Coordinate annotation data
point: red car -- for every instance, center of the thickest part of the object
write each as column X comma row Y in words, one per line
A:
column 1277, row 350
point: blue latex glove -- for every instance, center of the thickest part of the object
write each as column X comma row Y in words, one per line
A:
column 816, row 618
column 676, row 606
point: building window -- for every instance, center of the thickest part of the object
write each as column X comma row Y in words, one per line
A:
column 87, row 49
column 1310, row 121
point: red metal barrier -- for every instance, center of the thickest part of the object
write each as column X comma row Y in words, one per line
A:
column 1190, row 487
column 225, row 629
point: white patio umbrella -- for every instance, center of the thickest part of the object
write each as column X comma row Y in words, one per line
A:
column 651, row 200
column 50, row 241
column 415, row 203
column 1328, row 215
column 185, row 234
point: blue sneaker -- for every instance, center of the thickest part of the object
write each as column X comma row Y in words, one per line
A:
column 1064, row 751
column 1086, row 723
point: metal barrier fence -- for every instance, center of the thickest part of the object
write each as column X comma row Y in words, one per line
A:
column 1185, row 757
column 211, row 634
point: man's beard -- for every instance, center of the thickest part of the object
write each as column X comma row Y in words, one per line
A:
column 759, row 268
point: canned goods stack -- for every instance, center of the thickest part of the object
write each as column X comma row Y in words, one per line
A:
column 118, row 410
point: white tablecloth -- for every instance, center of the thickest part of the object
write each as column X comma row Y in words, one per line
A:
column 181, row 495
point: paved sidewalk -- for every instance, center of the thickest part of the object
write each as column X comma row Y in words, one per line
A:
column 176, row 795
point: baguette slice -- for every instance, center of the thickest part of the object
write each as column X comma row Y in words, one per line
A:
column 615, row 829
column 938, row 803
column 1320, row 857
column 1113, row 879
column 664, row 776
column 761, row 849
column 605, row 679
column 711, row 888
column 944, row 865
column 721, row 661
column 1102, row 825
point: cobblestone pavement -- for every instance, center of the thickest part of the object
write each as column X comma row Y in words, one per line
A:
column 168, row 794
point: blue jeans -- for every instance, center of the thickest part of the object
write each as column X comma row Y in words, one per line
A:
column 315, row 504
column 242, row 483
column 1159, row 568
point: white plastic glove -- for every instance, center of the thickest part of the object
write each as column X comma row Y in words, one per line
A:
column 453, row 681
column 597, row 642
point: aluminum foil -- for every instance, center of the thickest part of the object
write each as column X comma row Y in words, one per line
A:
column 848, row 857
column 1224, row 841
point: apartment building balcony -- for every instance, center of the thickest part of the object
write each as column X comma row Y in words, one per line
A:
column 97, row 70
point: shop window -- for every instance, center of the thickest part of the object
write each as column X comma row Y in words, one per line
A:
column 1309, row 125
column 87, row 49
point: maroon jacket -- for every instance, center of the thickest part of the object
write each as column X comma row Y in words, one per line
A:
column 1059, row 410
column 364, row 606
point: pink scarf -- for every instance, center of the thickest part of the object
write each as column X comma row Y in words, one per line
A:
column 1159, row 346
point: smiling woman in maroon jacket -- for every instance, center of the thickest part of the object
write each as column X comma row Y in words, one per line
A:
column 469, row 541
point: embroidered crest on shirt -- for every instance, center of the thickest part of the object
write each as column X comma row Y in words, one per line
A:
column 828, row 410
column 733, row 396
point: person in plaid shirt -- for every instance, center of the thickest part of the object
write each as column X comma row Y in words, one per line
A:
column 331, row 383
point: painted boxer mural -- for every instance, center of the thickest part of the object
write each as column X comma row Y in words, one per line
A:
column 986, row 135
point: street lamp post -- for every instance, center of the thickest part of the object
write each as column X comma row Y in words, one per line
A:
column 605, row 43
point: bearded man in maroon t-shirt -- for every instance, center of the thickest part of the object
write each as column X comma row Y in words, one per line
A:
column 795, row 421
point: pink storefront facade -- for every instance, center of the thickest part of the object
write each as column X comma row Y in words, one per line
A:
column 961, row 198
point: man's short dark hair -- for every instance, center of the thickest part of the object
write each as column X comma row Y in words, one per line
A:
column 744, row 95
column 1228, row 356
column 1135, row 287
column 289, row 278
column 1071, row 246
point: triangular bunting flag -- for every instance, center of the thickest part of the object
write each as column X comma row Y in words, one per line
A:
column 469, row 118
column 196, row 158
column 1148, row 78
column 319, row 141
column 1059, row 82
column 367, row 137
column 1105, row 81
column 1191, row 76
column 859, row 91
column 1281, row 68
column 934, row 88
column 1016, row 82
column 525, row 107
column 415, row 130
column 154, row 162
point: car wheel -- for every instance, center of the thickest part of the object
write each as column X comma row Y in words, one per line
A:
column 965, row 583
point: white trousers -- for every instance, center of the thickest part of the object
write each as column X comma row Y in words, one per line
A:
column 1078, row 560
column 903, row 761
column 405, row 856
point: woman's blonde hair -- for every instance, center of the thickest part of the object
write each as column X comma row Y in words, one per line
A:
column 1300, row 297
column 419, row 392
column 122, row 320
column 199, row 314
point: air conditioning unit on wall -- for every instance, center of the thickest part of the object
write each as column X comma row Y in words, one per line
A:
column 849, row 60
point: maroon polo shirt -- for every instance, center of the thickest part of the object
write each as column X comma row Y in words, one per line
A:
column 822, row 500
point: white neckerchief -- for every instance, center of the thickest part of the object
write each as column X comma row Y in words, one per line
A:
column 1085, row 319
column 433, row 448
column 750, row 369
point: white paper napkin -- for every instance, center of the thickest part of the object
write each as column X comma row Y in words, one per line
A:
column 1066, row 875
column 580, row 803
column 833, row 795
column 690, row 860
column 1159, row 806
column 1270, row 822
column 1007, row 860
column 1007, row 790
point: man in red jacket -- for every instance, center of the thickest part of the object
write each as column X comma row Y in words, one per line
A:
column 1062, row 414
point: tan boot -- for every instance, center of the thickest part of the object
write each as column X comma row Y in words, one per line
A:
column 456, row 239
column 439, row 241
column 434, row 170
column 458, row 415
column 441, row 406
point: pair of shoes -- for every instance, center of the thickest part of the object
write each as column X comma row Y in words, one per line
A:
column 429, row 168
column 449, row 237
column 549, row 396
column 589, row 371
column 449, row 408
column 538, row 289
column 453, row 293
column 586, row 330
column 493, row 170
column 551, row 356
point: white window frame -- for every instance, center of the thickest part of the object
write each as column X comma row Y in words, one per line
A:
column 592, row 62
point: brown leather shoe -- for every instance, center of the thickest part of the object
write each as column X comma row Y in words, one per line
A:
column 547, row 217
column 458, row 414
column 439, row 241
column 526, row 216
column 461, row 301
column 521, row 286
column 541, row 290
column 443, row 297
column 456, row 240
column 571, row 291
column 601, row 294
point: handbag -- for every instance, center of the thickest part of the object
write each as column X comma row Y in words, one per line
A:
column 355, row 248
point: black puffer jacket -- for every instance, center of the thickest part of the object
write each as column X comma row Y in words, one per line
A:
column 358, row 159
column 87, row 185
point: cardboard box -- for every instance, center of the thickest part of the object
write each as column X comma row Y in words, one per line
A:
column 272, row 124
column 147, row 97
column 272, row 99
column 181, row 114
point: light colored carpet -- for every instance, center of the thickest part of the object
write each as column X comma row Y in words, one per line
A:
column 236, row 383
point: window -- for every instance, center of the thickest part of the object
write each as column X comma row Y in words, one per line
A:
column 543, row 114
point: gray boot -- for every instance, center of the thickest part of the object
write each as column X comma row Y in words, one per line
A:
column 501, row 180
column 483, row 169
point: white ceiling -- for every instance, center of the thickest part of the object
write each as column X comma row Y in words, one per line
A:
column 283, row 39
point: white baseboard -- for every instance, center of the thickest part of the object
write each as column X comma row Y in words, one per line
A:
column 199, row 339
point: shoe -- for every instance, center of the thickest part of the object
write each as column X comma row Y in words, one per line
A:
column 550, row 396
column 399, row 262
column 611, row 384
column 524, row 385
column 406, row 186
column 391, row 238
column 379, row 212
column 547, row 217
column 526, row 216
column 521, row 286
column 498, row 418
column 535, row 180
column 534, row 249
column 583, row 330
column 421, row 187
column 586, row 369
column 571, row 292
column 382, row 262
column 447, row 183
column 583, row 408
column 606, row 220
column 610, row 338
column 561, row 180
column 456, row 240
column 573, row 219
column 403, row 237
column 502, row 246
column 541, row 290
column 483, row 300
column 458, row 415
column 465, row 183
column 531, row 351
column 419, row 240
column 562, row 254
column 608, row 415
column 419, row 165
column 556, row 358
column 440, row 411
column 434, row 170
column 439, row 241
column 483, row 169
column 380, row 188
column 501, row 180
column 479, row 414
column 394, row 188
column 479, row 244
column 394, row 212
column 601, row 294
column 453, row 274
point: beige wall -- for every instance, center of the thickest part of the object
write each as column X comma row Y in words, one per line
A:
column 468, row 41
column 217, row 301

> [REQUIREMENT] Copy word for word the stretch of data from the line containing "point: building window" through the line containing "column 225, row 629", with both of those lines included.

> [RESULT OF THIS EXERCISE]
point: building window -- for every instance, center of the thickest part of the object
write each as column X comma row Y in words, one per line
A:
column 87, row 49
column 1310, row 121
point: red metal barrier -- for every instance, center of the thickest part of the object
write each as column X comma row Y in words, one per line
A:
column 1190, row 487
column 225, row 629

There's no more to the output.